**Instruction**
Give again, word for word, only the lines from the one containing "of the czech" through the final line.

======== Input

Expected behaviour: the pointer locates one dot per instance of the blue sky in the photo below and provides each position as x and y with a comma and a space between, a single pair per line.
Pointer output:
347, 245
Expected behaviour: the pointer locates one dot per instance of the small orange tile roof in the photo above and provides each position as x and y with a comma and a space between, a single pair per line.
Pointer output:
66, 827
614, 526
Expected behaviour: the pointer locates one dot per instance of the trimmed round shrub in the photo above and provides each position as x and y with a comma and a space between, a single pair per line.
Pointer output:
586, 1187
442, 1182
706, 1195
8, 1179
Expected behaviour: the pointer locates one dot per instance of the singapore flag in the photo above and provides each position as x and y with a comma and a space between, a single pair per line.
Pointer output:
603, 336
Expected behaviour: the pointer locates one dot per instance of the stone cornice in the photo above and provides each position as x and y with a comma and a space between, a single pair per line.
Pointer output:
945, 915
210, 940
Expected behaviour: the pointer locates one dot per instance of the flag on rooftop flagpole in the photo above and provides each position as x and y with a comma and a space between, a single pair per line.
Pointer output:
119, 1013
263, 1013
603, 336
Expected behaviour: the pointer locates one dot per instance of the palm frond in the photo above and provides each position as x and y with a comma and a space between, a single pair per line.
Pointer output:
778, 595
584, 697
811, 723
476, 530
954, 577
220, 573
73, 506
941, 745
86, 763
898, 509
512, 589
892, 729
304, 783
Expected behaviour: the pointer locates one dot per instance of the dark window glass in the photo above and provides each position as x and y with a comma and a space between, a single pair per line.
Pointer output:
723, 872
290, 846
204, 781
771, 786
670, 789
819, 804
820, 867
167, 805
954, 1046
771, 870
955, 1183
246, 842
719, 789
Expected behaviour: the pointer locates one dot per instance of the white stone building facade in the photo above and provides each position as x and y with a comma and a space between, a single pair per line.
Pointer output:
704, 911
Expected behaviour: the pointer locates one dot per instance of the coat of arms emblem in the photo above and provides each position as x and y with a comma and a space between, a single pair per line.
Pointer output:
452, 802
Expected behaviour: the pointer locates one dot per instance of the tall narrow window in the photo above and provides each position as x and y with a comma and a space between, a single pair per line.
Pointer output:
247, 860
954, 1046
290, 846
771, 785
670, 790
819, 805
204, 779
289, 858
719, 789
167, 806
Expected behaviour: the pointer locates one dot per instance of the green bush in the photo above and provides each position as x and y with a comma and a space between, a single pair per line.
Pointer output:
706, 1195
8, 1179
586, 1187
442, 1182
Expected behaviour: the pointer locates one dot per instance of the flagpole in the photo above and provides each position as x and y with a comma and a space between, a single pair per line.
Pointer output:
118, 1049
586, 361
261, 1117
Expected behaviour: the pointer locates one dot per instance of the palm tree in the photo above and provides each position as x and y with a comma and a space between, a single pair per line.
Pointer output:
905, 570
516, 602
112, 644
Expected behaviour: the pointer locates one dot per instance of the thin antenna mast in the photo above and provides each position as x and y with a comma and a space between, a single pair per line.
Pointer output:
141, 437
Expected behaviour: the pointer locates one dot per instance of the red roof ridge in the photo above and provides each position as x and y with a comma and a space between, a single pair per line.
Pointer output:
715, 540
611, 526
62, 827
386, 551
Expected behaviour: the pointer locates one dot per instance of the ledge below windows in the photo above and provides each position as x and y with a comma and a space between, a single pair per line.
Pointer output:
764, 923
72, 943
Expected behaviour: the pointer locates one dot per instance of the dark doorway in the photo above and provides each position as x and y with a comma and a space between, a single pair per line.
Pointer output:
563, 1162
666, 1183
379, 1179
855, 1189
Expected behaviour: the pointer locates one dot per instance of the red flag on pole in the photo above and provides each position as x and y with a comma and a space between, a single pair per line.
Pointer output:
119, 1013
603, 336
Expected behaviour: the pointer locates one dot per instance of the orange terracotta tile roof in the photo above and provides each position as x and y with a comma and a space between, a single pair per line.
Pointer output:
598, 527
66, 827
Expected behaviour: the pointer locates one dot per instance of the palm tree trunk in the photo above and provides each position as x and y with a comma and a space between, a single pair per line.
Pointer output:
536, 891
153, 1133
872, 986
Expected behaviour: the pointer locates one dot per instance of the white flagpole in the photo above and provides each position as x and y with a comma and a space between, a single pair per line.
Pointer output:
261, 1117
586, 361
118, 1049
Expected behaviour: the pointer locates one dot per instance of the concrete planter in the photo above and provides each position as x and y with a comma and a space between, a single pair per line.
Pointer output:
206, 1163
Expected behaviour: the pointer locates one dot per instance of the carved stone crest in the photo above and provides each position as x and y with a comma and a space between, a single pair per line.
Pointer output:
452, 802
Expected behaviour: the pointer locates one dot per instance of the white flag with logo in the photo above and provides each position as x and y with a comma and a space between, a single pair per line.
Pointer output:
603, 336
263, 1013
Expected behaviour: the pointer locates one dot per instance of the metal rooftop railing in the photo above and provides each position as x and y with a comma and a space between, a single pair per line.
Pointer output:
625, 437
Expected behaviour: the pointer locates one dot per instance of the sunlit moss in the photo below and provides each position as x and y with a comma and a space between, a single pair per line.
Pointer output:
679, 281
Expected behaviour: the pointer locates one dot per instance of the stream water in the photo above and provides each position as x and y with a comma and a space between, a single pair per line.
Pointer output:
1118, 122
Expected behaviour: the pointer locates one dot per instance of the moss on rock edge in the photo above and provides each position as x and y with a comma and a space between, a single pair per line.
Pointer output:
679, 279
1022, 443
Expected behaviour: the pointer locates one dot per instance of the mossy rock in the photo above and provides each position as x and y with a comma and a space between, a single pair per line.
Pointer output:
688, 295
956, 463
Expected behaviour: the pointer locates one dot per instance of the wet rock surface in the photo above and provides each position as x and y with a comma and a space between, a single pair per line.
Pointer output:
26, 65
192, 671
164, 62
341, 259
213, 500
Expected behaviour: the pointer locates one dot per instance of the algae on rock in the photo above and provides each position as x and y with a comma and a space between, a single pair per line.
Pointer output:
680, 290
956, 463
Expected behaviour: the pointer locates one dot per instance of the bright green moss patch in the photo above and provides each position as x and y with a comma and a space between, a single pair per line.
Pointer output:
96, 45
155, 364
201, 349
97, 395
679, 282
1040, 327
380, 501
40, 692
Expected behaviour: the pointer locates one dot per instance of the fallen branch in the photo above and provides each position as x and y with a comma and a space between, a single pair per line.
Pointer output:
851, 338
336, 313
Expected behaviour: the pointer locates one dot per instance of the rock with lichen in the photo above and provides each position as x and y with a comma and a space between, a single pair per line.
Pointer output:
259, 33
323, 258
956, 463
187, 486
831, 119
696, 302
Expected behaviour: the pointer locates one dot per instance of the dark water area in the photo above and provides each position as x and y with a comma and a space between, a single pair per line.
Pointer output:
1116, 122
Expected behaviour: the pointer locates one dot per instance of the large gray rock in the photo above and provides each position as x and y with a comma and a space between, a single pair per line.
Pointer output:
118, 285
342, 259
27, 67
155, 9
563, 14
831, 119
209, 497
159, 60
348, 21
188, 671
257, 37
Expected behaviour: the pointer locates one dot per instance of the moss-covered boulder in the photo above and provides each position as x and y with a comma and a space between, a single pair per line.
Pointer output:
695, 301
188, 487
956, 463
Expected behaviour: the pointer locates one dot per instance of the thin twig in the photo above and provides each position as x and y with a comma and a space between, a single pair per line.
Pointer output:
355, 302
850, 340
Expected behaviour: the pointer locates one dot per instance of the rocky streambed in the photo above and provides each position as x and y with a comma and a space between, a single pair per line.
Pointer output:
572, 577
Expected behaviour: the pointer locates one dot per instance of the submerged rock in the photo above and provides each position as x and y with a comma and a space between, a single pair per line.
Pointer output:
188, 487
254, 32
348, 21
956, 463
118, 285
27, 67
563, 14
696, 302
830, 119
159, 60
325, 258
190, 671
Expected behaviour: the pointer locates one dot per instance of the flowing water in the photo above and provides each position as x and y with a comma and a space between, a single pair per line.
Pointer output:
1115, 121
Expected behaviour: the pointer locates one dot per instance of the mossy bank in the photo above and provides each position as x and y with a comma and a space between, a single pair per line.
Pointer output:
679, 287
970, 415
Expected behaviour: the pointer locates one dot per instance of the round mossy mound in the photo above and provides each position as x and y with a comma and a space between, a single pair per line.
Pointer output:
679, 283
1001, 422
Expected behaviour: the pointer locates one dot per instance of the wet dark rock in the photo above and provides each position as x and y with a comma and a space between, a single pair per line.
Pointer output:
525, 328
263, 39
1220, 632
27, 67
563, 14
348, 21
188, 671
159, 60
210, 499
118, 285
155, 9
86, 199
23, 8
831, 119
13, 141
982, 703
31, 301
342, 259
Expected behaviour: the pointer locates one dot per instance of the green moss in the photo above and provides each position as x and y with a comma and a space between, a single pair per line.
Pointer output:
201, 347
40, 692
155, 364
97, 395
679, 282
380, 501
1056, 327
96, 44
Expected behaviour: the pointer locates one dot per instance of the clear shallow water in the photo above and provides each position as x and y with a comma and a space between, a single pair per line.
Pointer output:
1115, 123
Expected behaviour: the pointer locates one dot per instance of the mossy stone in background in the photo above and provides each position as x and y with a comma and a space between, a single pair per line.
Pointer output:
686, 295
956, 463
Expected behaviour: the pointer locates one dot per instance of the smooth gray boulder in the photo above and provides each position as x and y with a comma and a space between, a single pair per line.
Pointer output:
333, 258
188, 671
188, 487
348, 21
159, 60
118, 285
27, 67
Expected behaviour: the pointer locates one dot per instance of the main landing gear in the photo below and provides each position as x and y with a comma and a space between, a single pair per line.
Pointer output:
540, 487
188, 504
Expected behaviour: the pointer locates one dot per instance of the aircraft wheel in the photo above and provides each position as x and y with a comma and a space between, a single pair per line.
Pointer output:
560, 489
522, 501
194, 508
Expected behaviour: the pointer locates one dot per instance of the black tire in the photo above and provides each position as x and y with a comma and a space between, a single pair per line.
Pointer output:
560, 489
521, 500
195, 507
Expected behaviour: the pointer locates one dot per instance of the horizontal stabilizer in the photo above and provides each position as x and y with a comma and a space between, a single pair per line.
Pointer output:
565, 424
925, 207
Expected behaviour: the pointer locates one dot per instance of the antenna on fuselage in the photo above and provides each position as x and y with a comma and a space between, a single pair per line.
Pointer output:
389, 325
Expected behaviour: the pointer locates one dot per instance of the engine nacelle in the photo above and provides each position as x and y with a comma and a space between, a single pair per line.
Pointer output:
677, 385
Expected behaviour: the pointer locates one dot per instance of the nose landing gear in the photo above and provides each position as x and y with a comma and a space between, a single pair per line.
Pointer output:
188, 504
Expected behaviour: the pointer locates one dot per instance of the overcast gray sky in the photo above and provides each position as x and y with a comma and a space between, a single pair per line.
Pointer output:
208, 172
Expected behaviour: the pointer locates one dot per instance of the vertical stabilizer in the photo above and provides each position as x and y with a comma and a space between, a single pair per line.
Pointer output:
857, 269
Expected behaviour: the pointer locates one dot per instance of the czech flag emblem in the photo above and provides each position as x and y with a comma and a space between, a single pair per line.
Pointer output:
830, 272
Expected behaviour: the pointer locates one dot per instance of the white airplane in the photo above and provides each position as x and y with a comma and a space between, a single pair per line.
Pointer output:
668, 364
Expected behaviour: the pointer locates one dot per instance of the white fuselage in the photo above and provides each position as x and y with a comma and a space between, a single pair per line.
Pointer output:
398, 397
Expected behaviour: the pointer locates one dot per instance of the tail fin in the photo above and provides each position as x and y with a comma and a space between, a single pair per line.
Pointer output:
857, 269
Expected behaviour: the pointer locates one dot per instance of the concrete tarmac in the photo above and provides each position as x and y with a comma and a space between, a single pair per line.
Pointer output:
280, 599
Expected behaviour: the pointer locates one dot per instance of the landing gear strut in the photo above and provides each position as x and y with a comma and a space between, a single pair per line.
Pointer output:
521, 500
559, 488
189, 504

================

**Written answer**
Expected behaviour: the pointer locates one dot per instance of the czech flag emblem in the photo above and provides each position as x and y with a comma and a space between, a single pair per line.
Pointer output:
830, 272
Expected behaviour: the pointer locates one dot per instance of the white airplane in the photo above and provides each position as x and y with a comma and a space between, a single pair per line.
Pointer output:
668, 364
Expected behaviour: the pointer locates one dot per instance of the white fuselage in the photo above and provides each position as x and y with a comma and a space between, a single pair per line.
Pointer output:
398, 397
Expected behaviour: the pointer locates one dot per instance of the tail fin in the photo above and provides each position as x and y with a comma and a space between, a single pair per line.
Pointer output:
857, 269
Expected behaviour: the pointer locates one dot per instance of the concrete tarmac in the photo above and provides each position as x and y with a comma and a space between, a single pair per line.
Pointer output:
280, 599
Expected behaviour: the pointer locates one dot per instance of the landing gear strut in the photo above and provides each position as x and y with a comma and a space between, a single pair per line.
Pointer output:
521, 500
559, 488
189, 504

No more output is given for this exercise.